What you are asked to do:
Pick out each line in the records below that contains the string "several" and copy it. Treat uppercase and lowercase letters as different.

Records for this task:
+ + + + +

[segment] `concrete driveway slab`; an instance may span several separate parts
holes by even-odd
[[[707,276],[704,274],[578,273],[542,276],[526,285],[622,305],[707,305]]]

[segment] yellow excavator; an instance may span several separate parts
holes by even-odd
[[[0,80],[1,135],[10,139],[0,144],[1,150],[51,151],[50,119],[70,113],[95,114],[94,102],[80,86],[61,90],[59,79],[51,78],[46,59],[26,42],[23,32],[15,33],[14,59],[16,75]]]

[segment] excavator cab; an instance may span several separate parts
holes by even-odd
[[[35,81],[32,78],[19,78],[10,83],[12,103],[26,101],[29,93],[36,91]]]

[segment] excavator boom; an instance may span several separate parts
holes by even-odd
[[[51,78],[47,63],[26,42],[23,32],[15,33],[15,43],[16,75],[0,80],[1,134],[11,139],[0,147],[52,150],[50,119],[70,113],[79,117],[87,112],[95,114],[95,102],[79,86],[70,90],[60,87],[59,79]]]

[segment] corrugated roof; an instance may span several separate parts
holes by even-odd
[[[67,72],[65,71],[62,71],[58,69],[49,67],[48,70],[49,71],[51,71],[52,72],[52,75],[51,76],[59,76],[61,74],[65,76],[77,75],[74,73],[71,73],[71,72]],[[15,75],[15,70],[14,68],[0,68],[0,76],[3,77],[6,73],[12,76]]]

+ + + + +

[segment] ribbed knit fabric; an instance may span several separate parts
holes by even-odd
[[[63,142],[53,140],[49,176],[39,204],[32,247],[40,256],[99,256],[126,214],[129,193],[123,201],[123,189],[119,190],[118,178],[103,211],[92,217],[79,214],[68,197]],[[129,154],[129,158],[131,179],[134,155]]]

+ + + + +

Solution:
[segment] `concrete driveway slab`; an instance may span several separate parts
[segment] yellow excavator; an instance may span several separate parts
[segment] excavator cab; an instance may span several separate parts
[segment] excavator boom; an instance may span several separate parts
[segment] corrugated roof; an instance may span several separate parts
[segment] ribbed knit fabric; an instance may span several separate parts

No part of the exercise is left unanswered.